DATA PROVIDED>
Start of Block
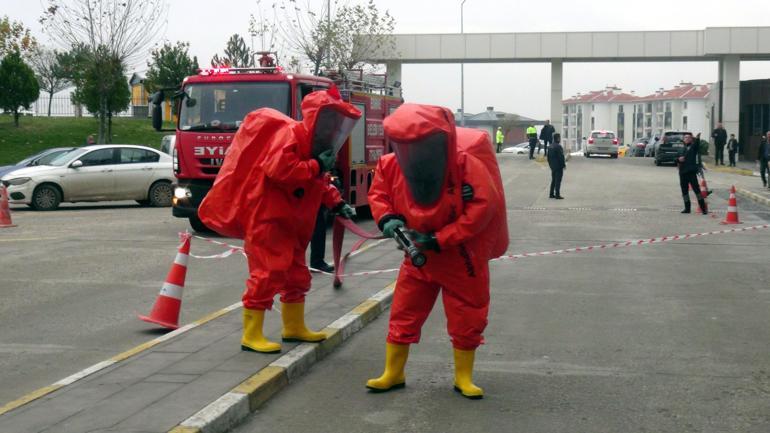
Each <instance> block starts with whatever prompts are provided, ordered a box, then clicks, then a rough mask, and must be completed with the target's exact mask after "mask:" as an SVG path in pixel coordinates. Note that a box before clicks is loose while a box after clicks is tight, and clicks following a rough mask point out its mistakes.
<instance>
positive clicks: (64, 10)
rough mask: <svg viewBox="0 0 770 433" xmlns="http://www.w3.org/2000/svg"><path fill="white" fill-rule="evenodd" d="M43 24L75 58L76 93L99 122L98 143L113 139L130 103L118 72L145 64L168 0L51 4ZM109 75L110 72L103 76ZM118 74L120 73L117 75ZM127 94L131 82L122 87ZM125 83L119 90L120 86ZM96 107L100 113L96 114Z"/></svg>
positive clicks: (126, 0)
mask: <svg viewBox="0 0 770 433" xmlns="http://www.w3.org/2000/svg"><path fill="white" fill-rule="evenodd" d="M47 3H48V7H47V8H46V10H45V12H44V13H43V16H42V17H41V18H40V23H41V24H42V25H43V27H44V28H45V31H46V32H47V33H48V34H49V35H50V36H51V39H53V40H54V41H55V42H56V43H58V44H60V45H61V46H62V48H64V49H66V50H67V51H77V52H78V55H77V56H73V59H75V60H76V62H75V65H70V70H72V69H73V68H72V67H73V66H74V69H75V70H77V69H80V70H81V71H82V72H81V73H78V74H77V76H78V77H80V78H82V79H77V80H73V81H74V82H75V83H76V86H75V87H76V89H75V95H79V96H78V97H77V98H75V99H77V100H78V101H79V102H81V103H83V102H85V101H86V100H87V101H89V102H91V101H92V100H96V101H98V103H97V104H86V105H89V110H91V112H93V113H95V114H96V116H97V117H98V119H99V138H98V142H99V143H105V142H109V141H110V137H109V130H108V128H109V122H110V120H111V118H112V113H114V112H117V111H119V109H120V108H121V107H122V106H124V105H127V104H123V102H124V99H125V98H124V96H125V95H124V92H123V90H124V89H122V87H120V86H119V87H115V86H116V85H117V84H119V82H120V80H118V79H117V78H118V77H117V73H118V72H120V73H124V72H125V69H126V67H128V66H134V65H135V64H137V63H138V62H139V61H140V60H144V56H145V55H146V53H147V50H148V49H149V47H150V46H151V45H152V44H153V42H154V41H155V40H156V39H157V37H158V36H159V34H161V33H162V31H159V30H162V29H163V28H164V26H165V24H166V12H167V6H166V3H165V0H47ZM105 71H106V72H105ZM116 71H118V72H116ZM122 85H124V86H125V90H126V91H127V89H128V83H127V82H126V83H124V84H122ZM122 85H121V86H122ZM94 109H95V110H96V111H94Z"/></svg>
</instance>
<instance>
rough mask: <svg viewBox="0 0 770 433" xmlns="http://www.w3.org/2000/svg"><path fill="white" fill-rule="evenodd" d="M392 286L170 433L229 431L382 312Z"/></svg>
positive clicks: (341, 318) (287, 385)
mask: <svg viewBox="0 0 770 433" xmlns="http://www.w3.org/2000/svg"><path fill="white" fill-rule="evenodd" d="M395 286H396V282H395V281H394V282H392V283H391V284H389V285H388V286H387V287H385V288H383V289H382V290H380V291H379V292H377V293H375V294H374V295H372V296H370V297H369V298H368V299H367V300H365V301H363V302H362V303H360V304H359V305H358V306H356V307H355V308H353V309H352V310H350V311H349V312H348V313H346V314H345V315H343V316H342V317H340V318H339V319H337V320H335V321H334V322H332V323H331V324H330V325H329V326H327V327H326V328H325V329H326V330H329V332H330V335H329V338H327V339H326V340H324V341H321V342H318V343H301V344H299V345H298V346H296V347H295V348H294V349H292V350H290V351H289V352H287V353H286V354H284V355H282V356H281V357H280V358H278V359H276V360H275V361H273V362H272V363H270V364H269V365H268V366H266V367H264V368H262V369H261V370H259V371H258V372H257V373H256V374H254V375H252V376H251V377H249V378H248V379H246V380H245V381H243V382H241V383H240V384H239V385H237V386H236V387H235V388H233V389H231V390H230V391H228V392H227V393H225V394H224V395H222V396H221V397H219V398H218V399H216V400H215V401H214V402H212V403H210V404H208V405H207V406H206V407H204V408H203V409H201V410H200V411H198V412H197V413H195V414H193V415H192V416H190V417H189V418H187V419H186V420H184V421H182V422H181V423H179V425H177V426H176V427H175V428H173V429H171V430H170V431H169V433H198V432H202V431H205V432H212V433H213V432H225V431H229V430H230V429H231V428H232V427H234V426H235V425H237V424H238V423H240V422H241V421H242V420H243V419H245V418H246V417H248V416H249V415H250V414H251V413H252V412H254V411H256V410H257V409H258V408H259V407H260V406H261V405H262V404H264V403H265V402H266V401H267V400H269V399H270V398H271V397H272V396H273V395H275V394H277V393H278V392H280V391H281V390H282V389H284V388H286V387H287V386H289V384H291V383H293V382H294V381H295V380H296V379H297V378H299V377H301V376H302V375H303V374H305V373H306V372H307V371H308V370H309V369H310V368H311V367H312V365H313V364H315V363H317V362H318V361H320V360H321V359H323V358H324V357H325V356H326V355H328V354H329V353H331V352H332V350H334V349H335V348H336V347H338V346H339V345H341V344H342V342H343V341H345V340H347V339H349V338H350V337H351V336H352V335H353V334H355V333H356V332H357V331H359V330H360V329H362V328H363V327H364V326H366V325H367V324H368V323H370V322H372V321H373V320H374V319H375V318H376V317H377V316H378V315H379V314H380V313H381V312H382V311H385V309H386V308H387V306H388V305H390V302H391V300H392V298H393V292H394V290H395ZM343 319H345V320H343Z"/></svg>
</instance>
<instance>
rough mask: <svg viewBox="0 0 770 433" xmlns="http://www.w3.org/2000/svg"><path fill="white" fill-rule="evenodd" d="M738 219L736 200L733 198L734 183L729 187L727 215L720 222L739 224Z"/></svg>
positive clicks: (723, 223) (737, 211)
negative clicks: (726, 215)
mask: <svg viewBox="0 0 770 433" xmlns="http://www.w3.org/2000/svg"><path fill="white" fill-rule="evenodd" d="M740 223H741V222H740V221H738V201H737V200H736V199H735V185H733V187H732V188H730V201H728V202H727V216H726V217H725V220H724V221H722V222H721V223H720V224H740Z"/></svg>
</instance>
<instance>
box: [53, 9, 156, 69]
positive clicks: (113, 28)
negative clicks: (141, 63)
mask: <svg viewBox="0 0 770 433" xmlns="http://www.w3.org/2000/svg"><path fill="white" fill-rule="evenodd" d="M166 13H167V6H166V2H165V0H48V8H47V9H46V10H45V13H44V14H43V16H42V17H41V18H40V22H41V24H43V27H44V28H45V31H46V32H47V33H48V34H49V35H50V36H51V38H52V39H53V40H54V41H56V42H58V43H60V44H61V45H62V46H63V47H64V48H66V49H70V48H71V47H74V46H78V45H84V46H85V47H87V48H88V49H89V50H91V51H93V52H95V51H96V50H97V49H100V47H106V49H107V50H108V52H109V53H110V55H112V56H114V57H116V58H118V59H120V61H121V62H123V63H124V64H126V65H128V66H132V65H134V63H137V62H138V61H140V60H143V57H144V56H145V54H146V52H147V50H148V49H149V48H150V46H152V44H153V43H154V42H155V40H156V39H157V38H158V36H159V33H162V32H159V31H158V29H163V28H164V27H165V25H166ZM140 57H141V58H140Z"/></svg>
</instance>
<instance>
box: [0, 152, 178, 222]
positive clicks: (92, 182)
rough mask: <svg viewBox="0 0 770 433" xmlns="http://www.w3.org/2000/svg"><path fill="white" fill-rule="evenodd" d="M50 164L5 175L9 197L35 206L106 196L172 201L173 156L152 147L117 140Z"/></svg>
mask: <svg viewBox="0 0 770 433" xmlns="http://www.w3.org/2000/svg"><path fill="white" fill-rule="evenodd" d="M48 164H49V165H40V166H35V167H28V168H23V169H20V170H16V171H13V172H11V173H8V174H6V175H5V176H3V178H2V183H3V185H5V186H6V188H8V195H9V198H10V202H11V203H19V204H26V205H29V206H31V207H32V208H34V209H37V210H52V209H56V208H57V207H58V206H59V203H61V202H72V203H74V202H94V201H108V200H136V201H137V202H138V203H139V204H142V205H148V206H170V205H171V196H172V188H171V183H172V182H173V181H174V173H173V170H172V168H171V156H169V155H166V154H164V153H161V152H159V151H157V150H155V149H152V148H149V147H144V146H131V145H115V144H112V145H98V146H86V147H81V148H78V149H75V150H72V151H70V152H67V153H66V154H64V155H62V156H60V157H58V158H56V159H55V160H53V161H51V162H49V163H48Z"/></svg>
End of Block
Start of Block
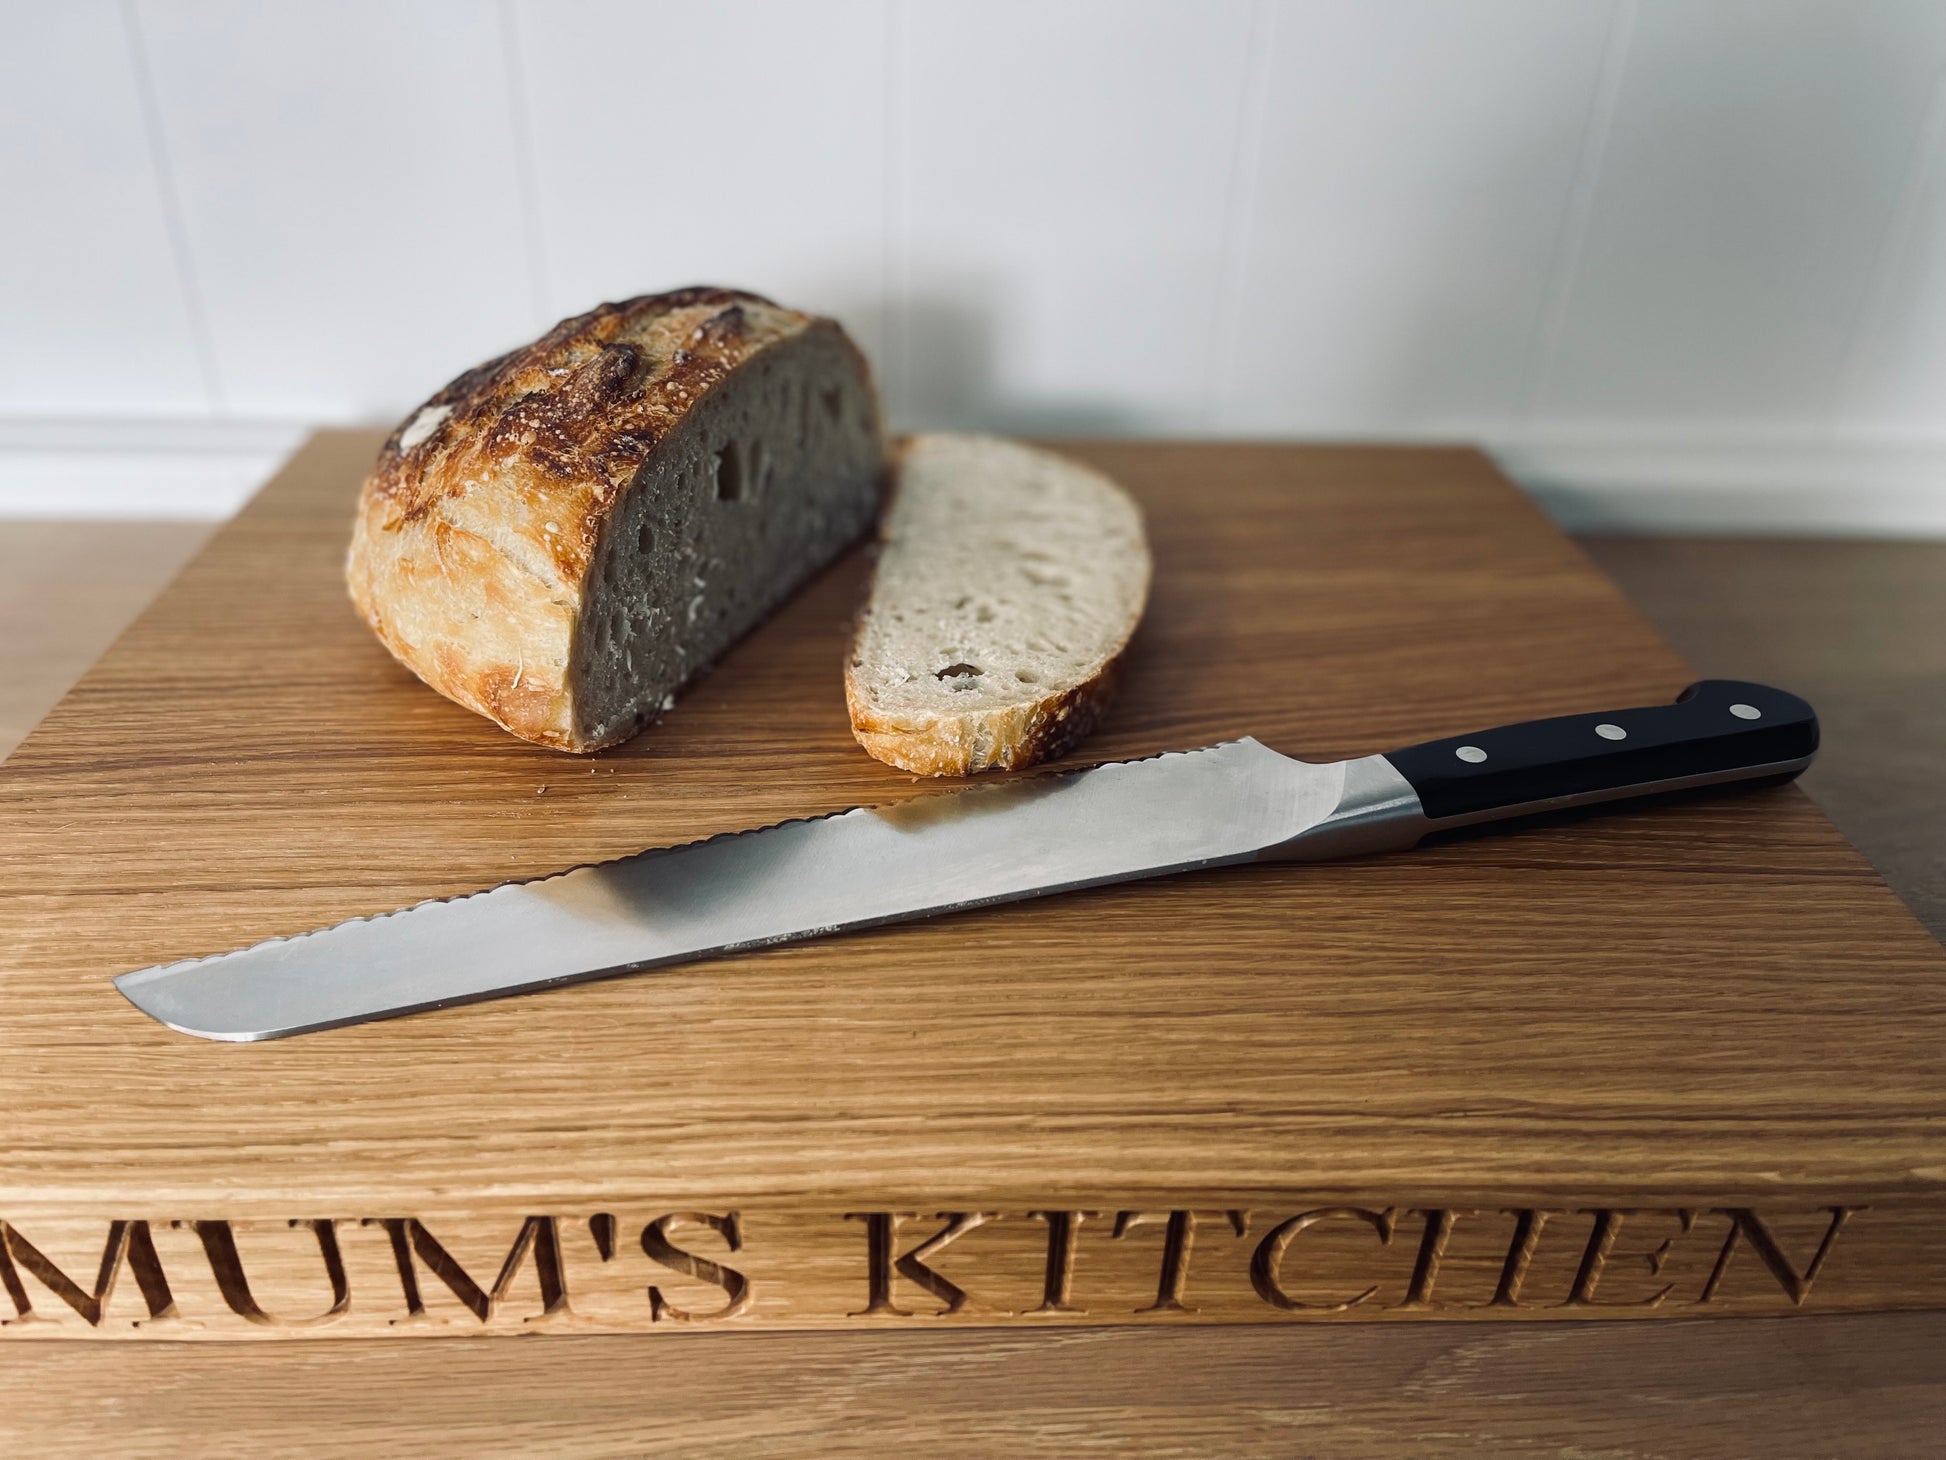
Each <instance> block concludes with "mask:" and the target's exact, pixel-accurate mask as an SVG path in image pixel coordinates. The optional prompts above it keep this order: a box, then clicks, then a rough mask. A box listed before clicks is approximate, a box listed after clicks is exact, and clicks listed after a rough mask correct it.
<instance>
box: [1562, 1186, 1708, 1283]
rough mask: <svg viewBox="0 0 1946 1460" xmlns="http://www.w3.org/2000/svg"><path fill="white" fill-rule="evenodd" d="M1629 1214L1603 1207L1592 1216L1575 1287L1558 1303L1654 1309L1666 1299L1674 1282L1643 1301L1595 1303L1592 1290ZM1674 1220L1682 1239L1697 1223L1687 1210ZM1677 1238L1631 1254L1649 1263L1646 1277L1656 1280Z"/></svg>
End of Block
Start of Block
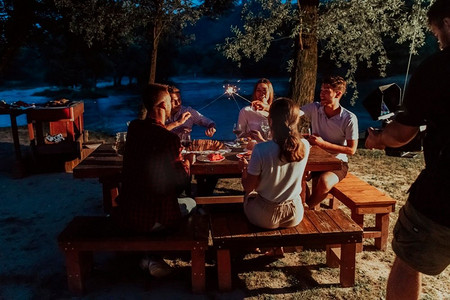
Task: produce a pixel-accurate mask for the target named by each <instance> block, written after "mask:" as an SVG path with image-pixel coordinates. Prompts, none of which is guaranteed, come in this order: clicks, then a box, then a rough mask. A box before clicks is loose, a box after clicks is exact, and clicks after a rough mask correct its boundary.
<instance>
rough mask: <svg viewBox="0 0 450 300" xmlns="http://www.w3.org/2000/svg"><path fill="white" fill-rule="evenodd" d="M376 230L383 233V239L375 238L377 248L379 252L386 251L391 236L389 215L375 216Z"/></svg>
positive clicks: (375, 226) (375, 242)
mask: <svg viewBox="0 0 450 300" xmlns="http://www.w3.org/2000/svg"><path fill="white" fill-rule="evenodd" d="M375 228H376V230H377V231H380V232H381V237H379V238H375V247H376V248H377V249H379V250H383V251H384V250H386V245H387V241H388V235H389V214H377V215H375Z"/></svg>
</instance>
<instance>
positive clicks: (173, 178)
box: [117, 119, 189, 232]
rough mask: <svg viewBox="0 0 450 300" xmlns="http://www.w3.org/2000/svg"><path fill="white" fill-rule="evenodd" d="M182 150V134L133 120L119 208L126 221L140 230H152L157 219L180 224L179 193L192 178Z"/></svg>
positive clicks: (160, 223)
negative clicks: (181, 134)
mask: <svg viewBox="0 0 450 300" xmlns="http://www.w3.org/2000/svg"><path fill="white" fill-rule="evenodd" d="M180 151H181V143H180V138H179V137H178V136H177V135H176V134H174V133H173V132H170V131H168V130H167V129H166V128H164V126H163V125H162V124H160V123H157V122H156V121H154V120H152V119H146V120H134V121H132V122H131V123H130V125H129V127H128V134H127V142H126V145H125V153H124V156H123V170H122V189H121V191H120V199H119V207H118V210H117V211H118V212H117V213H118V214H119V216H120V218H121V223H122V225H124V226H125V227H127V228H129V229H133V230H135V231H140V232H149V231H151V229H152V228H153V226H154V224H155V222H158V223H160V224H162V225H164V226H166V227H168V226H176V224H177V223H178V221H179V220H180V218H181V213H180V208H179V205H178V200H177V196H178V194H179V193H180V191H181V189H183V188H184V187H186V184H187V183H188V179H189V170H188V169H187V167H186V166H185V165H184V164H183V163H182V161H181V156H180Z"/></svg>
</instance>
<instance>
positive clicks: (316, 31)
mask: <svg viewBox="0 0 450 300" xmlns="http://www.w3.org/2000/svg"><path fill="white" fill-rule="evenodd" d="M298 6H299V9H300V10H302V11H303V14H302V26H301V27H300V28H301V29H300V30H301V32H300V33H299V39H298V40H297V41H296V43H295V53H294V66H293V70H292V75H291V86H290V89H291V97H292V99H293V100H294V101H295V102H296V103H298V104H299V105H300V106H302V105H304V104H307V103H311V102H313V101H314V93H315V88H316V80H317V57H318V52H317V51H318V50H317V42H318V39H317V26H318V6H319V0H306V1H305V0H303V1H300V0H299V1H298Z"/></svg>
End of Block
PROBLEM TO SOLVE> Please rewrite the rows, beginning at the one that has "150V134L133 120L119 208L126" and stopping after the one that has "positive clicks: (160, 223)". Substitute "foreground clicks" for "positive clicks" and keep everything else the same.

ANSWER SECTION>
rough mask: <svg viewBox="0 0 450 300" xmlns="http://www.w3.org/2000/svg"><path fill="white" fill-rule="evenodd" d="M182 150V134L133 120L119 208L126 221L140 230H152L157 219L180 224L179 193L192 178Z"/></svg>
foreground clicks: (160, 223)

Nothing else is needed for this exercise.